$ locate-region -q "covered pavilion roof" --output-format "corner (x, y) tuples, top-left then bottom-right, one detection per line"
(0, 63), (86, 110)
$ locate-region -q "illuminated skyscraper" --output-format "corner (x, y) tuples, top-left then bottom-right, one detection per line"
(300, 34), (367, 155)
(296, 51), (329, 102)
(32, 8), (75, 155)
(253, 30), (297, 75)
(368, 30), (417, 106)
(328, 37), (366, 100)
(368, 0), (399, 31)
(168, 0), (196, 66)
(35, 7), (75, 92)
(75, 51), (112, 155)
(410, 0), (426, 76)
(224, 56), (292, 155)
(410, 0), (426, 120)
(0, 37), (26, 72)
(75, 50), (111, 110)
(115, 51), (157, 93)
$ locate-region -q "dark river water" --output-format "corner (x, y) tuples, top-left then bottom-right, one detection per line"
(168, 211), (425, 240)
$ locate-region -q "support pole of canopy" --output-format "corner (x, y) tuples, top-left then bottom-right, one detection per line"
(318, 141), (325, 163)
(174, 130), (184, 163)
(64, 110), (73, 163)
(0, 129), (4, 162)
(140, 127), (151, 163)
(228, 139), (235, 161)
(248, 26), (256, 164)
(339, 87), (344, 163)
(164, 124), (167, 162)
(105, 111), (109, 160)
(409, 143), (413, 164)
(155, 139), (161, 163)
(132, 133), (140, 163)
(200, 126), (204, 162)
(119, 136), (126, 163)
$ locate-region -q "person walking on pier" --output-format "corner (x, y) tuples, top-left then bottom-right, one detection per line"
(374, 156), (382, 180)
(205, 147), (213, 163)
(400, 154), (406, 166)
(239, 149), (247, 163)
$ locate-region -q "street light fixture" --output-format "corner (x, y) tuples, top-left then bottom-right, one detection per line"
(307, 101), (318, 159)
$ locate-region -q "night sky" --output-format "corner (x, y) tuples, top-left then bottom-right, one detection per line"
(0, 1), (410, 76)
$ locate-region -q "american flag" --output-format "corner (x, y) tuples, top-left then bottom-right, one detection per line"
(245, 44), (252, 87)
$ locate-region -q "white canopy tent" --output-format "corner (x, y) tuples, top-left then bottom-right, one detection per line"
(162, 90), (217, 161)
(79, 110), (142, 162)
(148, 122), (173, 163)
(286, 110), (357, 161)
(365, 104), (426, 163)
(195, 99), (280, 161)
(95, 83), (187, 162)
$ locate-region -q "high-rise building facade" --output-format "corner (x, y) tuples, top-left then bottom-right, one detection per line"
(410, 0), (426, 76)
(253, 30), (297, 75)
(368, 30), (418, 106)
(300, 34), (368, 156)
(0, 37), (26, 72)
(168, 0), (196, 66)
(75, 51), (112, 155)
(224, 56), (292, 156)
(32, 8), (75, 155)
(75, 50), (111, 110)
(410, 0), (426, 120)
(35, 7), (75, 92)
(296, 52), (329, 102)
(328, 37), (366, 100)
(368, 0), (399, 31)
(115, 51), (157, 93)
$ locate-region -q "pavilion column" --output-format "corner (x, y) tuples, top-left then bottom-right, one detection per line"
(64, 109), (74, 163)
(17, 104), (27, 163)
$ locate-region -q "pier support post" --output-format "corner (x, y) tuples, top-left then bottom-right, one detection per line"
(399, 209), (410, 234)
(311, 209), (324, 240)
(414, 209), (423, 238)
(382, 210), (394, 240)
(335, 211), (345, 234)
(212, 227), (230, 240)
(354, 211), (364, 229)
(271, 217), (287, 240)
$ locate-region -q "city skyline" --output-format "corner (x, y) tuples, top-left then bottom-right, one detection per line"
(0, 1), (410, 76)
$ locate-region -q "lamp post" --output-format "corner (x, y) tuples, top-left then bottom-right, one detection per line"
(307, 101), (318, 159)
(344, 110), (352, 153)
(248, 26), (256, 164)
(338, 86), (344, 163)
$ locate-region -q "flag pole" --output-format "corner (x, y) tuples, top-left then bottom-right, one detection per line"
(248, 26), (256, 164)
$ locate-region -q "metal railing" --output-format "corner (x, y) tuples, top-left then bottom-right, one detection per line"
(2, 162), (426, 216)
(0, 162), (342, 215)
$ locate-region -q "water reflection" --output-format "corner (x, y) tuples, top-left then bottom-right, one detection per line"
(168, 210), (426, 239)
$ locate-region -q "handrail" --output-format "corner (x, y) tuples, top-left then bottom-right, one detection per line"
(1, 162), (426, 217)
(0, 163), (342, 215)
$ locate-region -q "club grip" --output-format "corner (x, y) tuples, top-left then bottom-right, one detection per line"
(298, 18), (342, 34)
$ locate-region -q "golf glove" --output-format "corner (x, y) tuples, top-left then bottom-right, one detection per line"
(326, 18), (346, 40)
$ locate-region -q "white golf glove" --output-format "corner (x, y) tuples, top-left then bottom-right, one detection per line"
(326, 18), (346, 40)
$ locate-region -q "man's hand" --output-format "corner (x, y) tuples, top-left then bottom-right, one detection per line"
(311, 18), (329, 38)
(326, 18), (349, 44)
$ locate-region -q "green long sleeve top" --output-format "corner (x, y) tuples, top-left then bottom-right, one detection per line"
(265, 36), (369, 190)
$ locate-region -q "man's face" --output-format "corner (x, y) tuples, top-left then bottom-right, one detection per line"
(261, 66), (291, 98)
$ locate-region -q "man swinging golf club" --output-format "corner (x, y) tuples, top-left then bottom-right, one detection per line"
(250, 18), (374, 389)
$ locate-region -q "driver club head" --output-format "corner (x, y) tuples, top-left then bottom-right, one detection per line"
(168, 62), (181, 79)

▸ YOUR GOAL
Return the full data above, line for line.

▸ ANSWER TO THIS EXERCISE
$ locate-region -q "covered pavilion roof" --output-format "corner (x, y) tuples, top-left then bottom-right, one detection per line"
(0, 63), (86, 110)
$ locate-region -q "illuminated skyscraper" --output-format "corner (x, y) tuples, top-left then bottom-right, one detection per line"
(300, 34), (367, 155)
(296, 51), (329, 102)
(32, 8), (75, 155)
(253, 30), (297, 75)
(368, 30), (417, 106)
(328, 37), (366, 100)
(368, 0), (399, 31)
(168, 0), (196, 66)
(35, 7), (75, 92)
(75, 51), (112, 155)
(410, 0), (426, 76)
(224, 56), (292, 155)
(410, 0), (426, 120)
(0, 37), (26, 72)
(75, 50), (111, 110)
(115, 51), (157, 93)
$ locate-region -q "dark river water" --output-format "corner (x, y) tuples, top-left then bottom-right, one detection per line"
(168, 211), (425, 240)
$ locate-region -q "support pole of canopy" --output-format "corner (x, y) tuples, top-left then bottom-right, one detection per line"
(318, 141), (325, 163)
(174, 130), (184, 163)
(64, 110), (73, 163)
(0, 129), (4, 162)
(140, 127), (151, 163)
(228, 139), (235, 161)
(248, 26), (256, 164)
(339, 87), (344, 163)
(164, 124), (167, 162)
(105, 111), (109, 160)
(409, 143), (413, 164)
(155, 139), (161, 163)
(132, 133), (140, 163)
(200, 126), (204, 162)
(119, 136), (126, 163)
$ locate-region -q "person walking on pier" --output-format "corner (x, y) tuples, top-left then bottom-right, one detection per line"
(374, 156), (382, 180)
(205, 147), (213, 163)
(400, 154), (406, 166)
(239, 149), (247, 163)
$ locate-region -q "street light fixture" --output-format "corner (x, y) tuples, top-left then bottom-right, one detection per line"
(307, 101), (318, 159)
$ locate-region -q "night sky" --output-format "corner (x, y) tuples, top-left then bottom-right, one detection per line"
(0, 1), (410, 76)
$ locate-region -q "american flag" --output-format "corner (x, y) tuples, top-left then bottom-right, one detection per line"
(245, 44), (252, 87)
$ locate-region -q "white canopy tent" --output-format "corner (x, y) tuples, top-left then bottom-right, one detection per line"
(162, 90), (217, 161)
(79, 110), (142, 162)
(148, 122), (173, 163)
(286, 110), (357, 161)
(365, 104), (426, 163)
(195, 99), (280, 161)
(95, 83), (187, 162)
$ locate-region -q "high-rise building facade" --output-format "corner (x, y) tuples, top-left then bottom-right, one detection per line"
(410, 0), (426, 76)
(253, 30), (297, 75)
(368, 30), (418, 106)
(300, 34), (368, 156)
(0, 37), (26, 72)
(168, 0), (196, 66)
(75, 51), (112, 155)
(224, 56), (292, 156)
(32, 8), (75, 155)
(75, 50), (111, 110)
(410, 0), (426, 120)
(35, 7), (75, 92)
(296, 52), (329, 102)
(328, 37), (366, 100)
(368, 0), (399, 31)
(115, 51), (157, 93)
$ locate-region -q "pavilion column" --output-format "corner (x, y) tuples, top-left then bottom-right, one detection per line"
(64, 109), (74, 163)
(17, 104), (27, 163)
$ locate-region -q "pier support post" --output-format "corner (x, y) tuples, top-left then bottom-right, one detection per line"
(399, 209), (410, 234)
(311, 209), (324, 240)
(414, 209), (423, 238)
(382, 210), (394, 240)
(335, 211), (345, 234)
(212, 227), (230, 240)
(354, 211), (364, 229)
(271, 217), (287, 240)
$ locate-region -q "city skyline" --output-format "corner (x, y) tuples, top-left then bottom-right, one detection per line"
(0, 1), (410, 76)
$ locate-region -q "lamp post" --output-format "corner (x, y) tuples, top-left then bottom-right, one detection per line"
(307, 101), (318, 159)
(344, 110), (352, 153)
(248, 26), (256, 164)
(338, 86), (344, 163)
$ locate-region -q "flag pole" --output-format "corner (x, y) tuples, top-left then bottom-right, one detection per line"
(248, 26), (256, 164)
$ locate-region -q "metal railing" --output-format "corner (x, y) tuples, top-left then bottom-right, one detection per line"
(2, 162), (426, 216)
(0, 162), (342, 215)
$ locate-region -q "water reflection" --output-format "corner (x, y) tuples, top-left then bottom-right, one detection per line"
(168, 210), (426, 239)
$ locate-region -q "handrail" --output-format "corner (x, y) tuples, top-left then bottom-right, one detection per line"
(1, 162), (426, 217)
(0, 163), (342, 215)
$ locate-region -q "club grip" --output-format "corner (x, y) tuples, top-left then bottom-right, one detection per line"
(298, 18), (342, 34)
$ locate-region -q "golf glove" --output-format "corner (x, y) tuples, top-left then bottom-right, one detection per line"
(326, 18), (346, 40)
$ locate-region -q "white golf glove" --output-format "corner (x, y) tuples, top-left then bottom-right, one detection per line"
(326, 18), (346, 40)
$ locate-region -q "man's hand" --output-format "corner (x, y) tuples, top-left then bottom-right, one detection per line"
(311, 18), (329, 38)
(326, 18), (349, 44)
$ locate-region -q "green long sleeve top" --output-format "corner (x, y) tuples, top-left then bottom-right, one detection per line"
(265, 36), (369, 190)
$ locate-region -q "man's face" --output-format "corner (x, y) tuples, top-left then bottom-right, one detection per line"
(261, 66), (291, 98)
$ locate-region -q "man swinging golf club" --output-format "corner (x, y) tuples, top-left then bottom-right, one detection per line"
(250, 18), (374, 389)
$ locate-region -q "driver club head" --output-format "corner (x, y) tuples, top-left then bottom-right, one detection per line"
(168, 62), (181, 79)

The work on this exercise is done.